Verbatim output of the lines below is required, with the images omitted.

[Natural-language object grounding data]

=-=-=

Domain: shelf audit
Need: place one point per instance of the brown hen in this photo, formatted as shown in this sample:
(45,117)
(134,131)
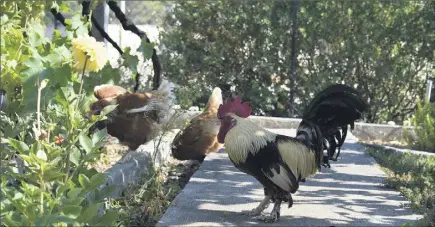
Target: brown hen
(198,138)
(138,116)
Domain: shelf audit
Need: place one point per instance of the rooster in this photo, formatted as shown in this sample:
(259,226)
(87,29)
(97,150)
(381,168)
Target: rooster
(138,117)
(280,162)
(198,138)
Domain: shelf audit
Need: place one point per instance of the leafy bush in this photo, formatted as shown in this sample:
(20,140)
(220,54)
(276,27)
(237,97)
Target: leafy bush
(423,121)
(413,175)
(247,45)
(45,122)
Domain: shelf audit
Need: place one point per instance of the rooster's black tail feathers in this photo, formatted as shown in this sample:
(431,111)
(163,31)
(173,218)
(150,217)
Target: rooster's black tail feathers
(332,109)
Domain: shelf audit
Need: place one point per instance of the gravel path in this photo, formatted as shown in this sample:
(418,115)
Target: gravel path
(349,194)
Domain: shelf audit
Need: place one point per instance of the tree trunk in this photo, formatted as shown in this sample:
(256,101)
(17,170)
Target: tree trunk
(293,75)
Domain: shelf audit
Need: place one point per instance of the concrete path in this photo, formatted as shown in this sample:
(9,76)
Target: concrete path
(347,194)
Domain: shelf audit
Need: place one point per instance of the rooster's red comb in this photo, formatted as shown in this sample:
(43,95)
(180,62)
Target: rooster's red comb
(236,107)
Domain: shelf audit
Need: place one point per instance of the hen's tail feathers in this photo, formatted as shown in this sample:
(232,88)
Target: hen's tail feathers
(330,111)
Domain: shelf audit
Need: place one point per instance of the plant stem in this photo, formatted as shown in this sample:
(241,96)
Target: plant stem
(38,107)
(81,81)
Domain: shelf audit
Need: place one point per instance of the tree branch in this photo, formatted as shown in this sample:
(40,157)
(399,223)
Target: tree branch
(58,16)
(86,10)
(105,35)
(128,25)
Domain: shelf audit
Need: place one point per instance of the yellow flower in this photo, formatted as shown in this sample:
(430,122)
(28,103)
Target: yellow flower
(87,47)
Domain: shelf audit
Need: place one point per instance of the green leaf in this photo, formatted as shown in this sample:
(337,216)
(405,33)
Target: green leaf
(52,219)
(146,49)
(75,156)
(19,146)
(41,154)
(27,158)
(73,201)
(84,181)
(64,7)
(72,211)
(97,180)
(89,213)
(109,218)
(108,109)
(98,137)
(105,192)
(91,156)
(51,175)
(74,192)
(130,61)
(85,142)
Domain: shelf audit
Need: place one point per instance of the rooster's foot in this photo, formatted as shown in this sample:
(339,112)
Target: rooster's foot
(257,211)
(326,165)
(253,212)
(271,218)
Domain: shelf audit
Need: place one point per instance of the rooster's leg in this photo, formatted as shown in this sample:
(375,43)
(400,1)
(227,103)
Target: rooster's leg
(274,215)
(257,211)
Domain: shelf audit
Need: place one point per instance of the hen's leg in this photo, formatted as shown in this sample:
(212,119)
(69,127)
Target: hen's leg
(274,215)
(257,211)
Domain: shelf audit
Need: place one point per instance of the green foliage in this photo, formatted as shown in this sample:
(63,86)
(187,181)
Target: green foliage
(423,121)
(384,48)
(146,12)
(145,203)
(46,124)
(414,176)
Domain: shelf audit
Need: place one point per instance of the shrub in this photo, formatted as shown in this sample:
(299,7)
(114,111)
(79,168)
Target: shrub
(45,124)
(414,176)
(423,121)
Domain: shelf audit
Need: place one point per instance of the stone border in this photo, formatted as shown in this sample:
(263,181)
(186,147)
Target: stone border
(363,131)
(402,150)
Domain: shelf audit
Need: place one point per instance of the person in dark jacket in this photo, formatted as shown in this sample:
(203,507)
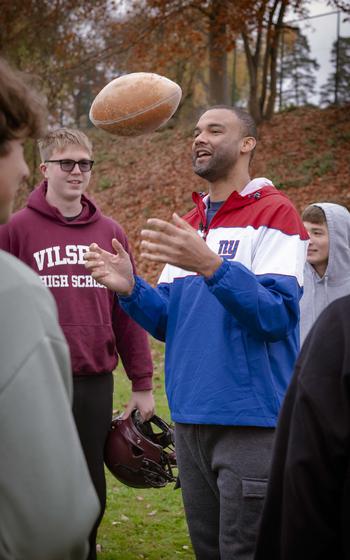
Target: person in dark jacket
(51,235)
(307,509)
(48,504)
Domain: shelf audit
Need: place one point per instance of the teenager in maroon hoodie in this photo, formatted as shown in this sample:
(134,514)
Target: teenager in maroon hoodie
(51,235)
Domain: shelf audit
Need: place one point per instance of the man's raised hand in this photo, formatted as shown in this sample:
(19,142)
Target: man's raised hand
(177,243)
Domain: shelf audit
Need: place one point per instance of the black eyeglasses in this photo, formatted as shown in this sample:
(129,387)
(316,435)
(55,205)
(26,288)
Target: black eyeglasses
(68,165)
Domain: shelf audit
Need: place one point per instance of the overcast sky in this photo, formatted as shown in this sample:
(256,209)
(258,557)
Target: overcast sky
(321,33)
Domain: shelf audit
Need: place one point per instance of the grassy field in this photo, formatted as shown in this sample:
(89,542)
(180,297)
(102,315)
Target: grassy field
(148,523)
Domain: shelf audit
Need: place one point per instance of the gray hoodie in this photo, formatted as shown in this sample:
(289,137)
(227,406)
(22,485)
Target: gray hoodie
(335,283)
(48,504)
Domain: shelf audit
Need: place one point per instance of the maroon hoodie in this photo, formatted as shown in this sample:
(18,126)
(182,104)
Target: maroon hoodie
(95,326)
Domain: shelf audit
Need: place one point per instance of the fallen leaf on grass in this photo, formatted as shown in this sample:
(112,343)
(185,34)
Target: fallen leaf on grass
(151,513)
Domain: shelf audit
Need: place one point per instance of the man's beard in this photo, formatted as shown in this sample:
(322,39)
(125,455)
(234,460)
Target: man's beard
(216,168)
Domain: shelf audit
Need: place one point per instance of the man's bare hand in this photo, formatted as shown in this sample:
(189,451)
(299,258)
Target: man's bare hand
(177,243)
(112,270)
(143,401)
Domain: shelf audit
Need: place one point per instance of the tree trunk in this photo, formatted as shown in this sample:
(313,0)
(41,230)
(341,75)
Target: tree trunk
(218,86)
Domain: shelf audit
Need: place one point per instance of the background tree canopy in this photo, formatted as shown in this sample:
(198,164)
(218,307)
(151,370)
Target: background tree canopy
(219,51)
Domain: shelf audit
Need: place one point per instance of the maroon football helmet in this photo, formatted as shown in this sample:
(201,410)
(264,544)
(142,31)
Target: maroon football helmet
(139,455)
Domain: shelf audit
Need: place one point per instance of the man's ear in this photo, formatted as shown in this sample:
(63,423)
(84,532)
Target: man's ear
(43,169)
(248,144)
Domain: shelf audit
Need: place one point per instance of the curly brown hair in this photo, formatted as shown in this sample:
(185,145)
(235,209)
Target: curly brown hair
(22,108)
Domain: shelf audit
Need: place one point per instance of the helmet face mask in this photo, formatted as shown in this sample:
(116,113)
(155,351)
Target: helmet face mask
(139,455)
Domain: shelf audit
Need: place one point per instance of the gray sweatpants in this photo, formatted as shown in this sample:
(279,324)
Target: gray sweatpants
(223,472)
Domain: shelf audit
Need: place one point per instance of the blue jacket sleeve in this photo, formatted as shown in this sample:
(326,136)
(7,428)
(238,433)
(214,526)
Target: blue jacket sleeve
(267,304)
(152,313)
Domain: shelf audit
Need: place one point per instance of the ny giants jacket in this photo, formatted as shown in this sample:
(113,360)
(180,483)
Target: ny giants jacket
(232,339)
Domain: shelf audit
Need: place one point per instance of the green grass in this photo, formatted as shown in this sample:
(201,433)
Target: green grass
(148,523)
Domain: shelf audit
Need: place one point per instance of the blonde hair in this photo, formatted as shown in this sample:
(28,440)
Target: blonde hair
(22,108)
(61,138)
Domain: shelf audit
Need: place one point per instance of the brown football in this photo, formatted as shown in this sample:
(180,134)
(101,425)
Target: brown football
(135,104)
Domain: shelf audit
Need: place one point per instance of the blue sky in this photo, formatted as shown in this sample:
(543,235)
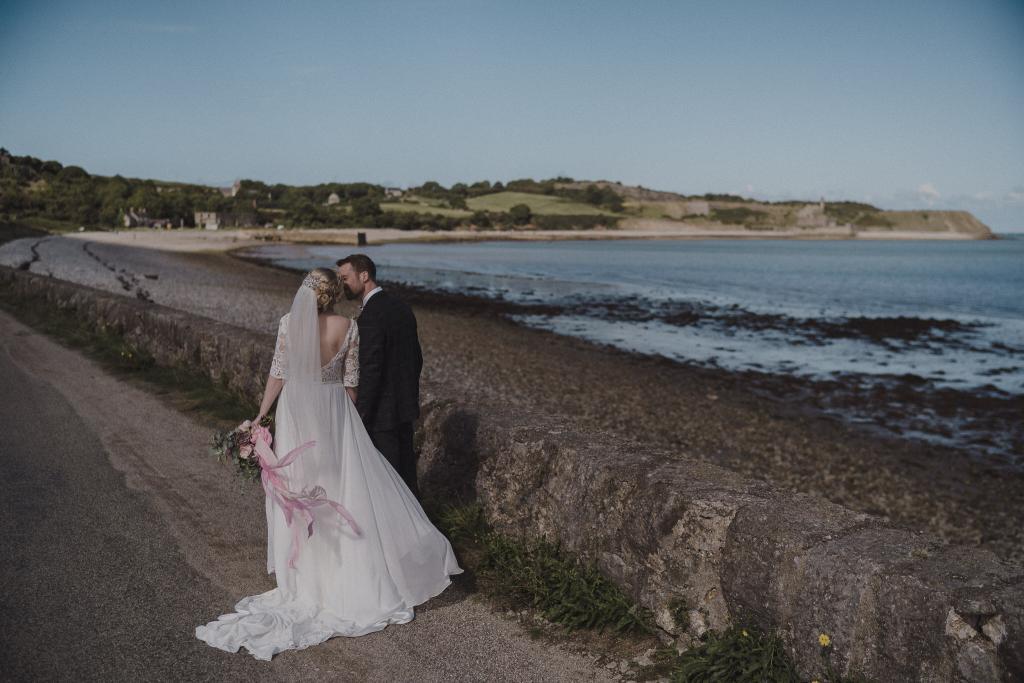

=-=-=

◆ **Exercise output**
Domain: shelf audit
Need: place one point per instance of the brown hen in this photo, formatted as shown in this sample:
(45,117)
(134,131)
Target: brown hen
(198,138)
(138,116)
Domain: shelf audit
Need: place one point per instance of the rooster in this photo, formatted as shown in this sample:
(259,226)
(87,29)
(97,150)
(381,168)
Target: rooster
(138,117)
(280,162)
(198,138)
Domain: shelf audit
Need: place one point per instance of the leafy bush in this photo, formatted as shown in this sample:
(20,140)
(220,54)
(276,27)
(237,97)
Target: leafy bush
(423,121)
(413,175)
(247,45)
(45,122)
Domain: shelf audit
Need: place one point per instance of the rooster's black tail feathers in this photo, formatted as shown in this sample:
(431,111)
(163,31)
(173,218)
(150,217)
Target: rooster's black tail feathers
(332,109)
Domain: shelf audit
Need: place one point per instance of the gravel path in this photo, formatted as shown in this sample:
(418,115)
Target: gravel path
(349,194)
Domain: shelf audit
Need: place one point per instance of the tree trunk in this photo, formatted as shown in this sample:
(256,101)
(17,170)
Target: tree trunk
(293,75)
Domain: shelf audit
Need: place one point per instance of the concrete path in this photo, formatted as shown in this sample:
(9,76)
Target: concrete path
(347,194)
Domain: shelf audit
Need: place one point per instance of the rooster's red comb in this photo, formatted as shown in this sample:
(43,95)
(180,62)
Target: rooster's red comb
(236,107)
Domain: shelf audit
Need: place one point per instance of the hen's tail feathers in this photo, formatted as shown in this sample:
(232,88)
Target: hen's tail feathers
(330,111)
Domain: shelf audit
Need: place one point per instance of the plant stem in this photo, formatted as shown in this sample:
(241,96)
Target: plant stem
(38,107)
(81,81)
Domain: shelf audit
Need: place one point per instance of the tree branch in this photo, formatted as shown in this sample:
(40,157)
(399,223)
Target: tree branch
(58,16)
(86,10)
(105,35)
(128,25)
Domain: shelf audit
Need: place one point per instance of the yellow flower in this photo, formatted as shown in this sample:
(430,122)
(28,103)
Target: yellow flower
(87,47)
Domain: shelf audit
Need: place one point per instance of the green leaf in this photo, formatted as shown in this sample:
(337,216)
(405,33)
Target: green leaf
(52,219)
(146,49)
(75,156)
(19,146)
(41,154)
(27,158)
(73,201)
(84,181)
(64,7)
(72,211)
(97,180)
(89,213)
(109,218)
(108,109)
(98,137)
(105,192)
(91,156)
(51,175)
(74,192)
(130,61)
(85,142)
Domain: shelf audit
Need: place one point per instance of the rooster's foot in this photo, formatted as shown in this sample:
(339,112)
Target: rooster's foot
(257,211)
(326,165)
(253,212)
(271,218)
Domain: shelf audit
Need: place one point per instance of the rooster's leg in this photo, formatted as shown in this sample:
(375,43)
(400,1)
(227,103)
Target: rooster's leg
(274,215)
(257,211)
Domain: shelf audit
Need: place one point per instance of the hen's leg in this photo, formatted as shown in this sample:
(212,119)
(69,127)
Target: hen's leg
(274,215)
(257,211)
Domain: shelf audit
Need: place one point per instance of the green foliage in this photo, formatted as shown in this sample:
(63,86)
(187,181)
Target: green foliage
(423,121)
(384,48)
(146,12)
(145,203)
(46,124)
(414,176)
Domain: shelf audit
Need: place one point per instance of the shrub in this photo, formatted as shown in this sample:
(299,7)
(114,111)
(79,168)
Target: shrub
(45,124)
(414,176)
(423,121)
Domain: shelf audit
Need: place one point per instance of the stone border in this photo, formatted as shown in this sample:
(263,181)
(186,147)
Target: stone border
(363,131)
(402,150)
Domain: shelf audit
Need: place one point per instance of the person in dark jacket in this photo, formatted as shown in this sample:
(203,507)
Target: person in dark jacket
(51,235)
(307,509)
(48,504)
Domain: shelf audit
Need: place one point per instance of the teenager in maroon hoodie in this photo, formatted as shown in this sample:
(134,514)
Target: teenager in maroon hoodie
(51,235)
Domain: shelf audit
Need: place one point per instance of the man's raised hand in this photo, formatted as shown in this sample:
(19,142)
Target: man's raised hand
(177,243)
Domain: shelf audit
Need: place one point per instance of the black eyeglasses in this photo, formatted as shown in this sample:
(129,387)
(316,435)
(55,205)
(26,288)
Target: black eyeglasses
(68,165)
Domain: shelf audit
Need: place one point per instance of the overcast sky in this photo, formatted as shown in this sample:
(256,209)
(258,557)
Target: overcast sky
(321,33)
Domain: shelf audit
Need: place one point per instance of the grassy field in this photo, formatted as shown in this sample:
(89,542)
(180,297)
(102,315)
Target: grassy field
(148,523)
Domain: shelf audit
Need: place one point per instance of the gray hoodie in this photo, formatted as shown in this sample:
(289,137)
(227,406)
(22,485)
Target: gray hoodie
(335,283)
(48,504)
Domain: shelf audit
Need: place one point per instance of the maroon hoodie in this photo, formatted as shown in this sample:
(18,126)
(182,104)
Target: maroon hoodie
(95,326)
Domain: shelf audit
Need: place one point per instance of the fallen leaf on grass in this photo, formatted as shown in this sample:
(112,343)
(185,34)
Target: fallen leaf on grass
(151,513)
Domain: shelf audit
Need: place one point per instance of the man's beard in this photo, formatted as shown in this sample:
(322,39)
(125,455)
(234,460)
Target: man's beard
(216,168)
Domain: shelf audit
Need: place one point per instance of the man's bare hand in this photo, formatted as shown in this sample:
(189,451)
(299,258)
Target: man's bare hand
(177,243)
(112,270)
(143,401)
Domain: shelf audit
Need: place one point per instance of the tree trunk in this photo, formatted as shown in this sample:
(313,0)
(41,230)
(341,75)
Target: tree trunk
(218,86)
Domain: shelf audit
Need: place one point per instance of the background tree canopy in this photo, formatted as shown in this sample:
(198,164)
(218,307)
(151,370)
Target: background tree canopy
(219,51)
Domain: shelf audit
Need: place one point per instance of the maroon football helmet in this photo, formatted as shown in this sample:
(201,410)
(264,544)
(142,31)
Target: maroon football helmet
(139,455)
Domain: shelf audit
Need: place one point per instance of the man's ear in this photo, formatted as shown in this sample:
(63,423)
(84,532)
Target: man's ear
(43,169)
(248,144)
Domain: shelf audit
Need: place one point per instance of the curly brown hair in this photo, formatted as shown in this sample:
(185,145)
(235,209)
Target: curly brown hair
(22,108)
Domain: shelf audit
Need: place one point per instance of the helmet face mask in this photo, formatted as shown in this sample:
(116,113)
(155,351)
Target: helmet face mask
(139,455)
Domain: shelf audit
Need: place one point per instance of the gray sweatpants in this photo, formatted as shown in this sample:
(279,324)
Target: gray sweatpants
(223,472)
Domain: shelf audit
Need: place one point per instance of the blue jacket sleeve in this photo, formatted as shown in this sample:
(326,136)
(7,428)
(238,433)
(214,526)
Target: blue jacket sleeve
(267,304)
(152,313)
Domain: shelf audit
Need: place one point per instance of the ny giants jacket in this photo, formatted as shown in this sample:
(113,360)
(180,483)
Target: ny giants jacket
(232,339)
Domain: shelf audit
Need: place one point per instance of the green grass in this photo, formatted as shown in this sample:
(201,433)
Target: green grass
(148,523)
Domain: shelf audit
Need: place one point per instance of the blonde hair in this photo, formatted as shown in this sample:
(28,440)
Target: blonde hair
(22,108)
(61,138)
Domain: shelf audit
Need: place one point per instance of the brown football in this photo, formatted as shown in this sample:
(180,134)
(101,425)
Target: brown football
(135,104)
Domain: shelf audit
Need: place one point per instance of the blue sky in this photo, formatted as shown in this sample:
(543,235)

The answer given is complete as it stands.